YOUR TASK: Copy out the stretch from the line containing "locate the person's leg in the photo above" through the end of the material, switching "glare" to "shine" and leaving everything else unchanged.

LISTING:
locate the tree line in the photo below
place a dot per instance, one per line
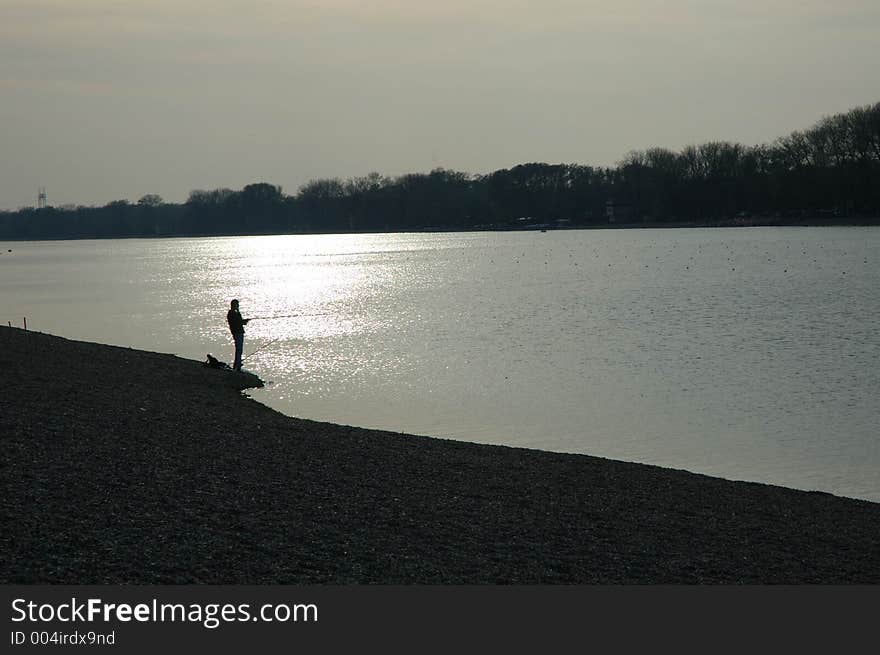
(829, 172)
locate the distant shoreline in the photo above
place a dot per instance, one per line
(725, 224)
(131, 467)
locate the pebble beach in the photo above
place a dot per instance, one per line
(122, 466)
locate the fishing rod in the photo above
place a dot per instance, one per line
(266, 318)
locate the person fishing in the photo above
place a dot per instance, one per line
(236, 326)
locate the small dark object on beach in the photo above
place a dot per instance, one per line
(213, 362)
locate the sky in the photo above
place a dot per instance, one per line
(104, 100)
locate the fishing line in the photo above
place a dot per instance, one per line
(266, 318)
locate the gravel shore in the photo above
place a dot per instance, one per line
(121, 466)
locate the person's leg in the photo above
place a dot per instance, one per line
(239, 347)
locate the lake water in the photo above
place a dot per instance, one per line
(749, 353)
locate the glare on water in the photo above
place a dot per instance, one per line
(749, 353)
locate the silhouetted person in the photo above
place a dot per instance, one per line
(236, 326)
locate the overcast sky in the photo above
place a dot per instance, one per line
(113, 99)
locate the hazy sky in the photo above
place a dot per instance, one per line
(109, 99)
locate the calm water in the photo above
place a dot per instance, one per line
(750, 354)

RESPONSE:
locate the person's leg in the photo above
place a dot per instance, one per line
(239, 347)
locate the lake water in the photo above
place a dot per instance, one per line
(749, 353)
locate the shine on water in the photo above
place a dot per instance, one per line
(749, 353)
locate the silhouetted person in the photo above
place a dot per instance, one per line
(236, 326)
locate the overcast sky in the photo above
place a dot per instance, one per line
(113, 99)
locate the hazy sky in the photo above
place a dot per instance, one per line
(109, 99)
locate the calm water in the photo above
place a dot per instance, one per line
(750, 354)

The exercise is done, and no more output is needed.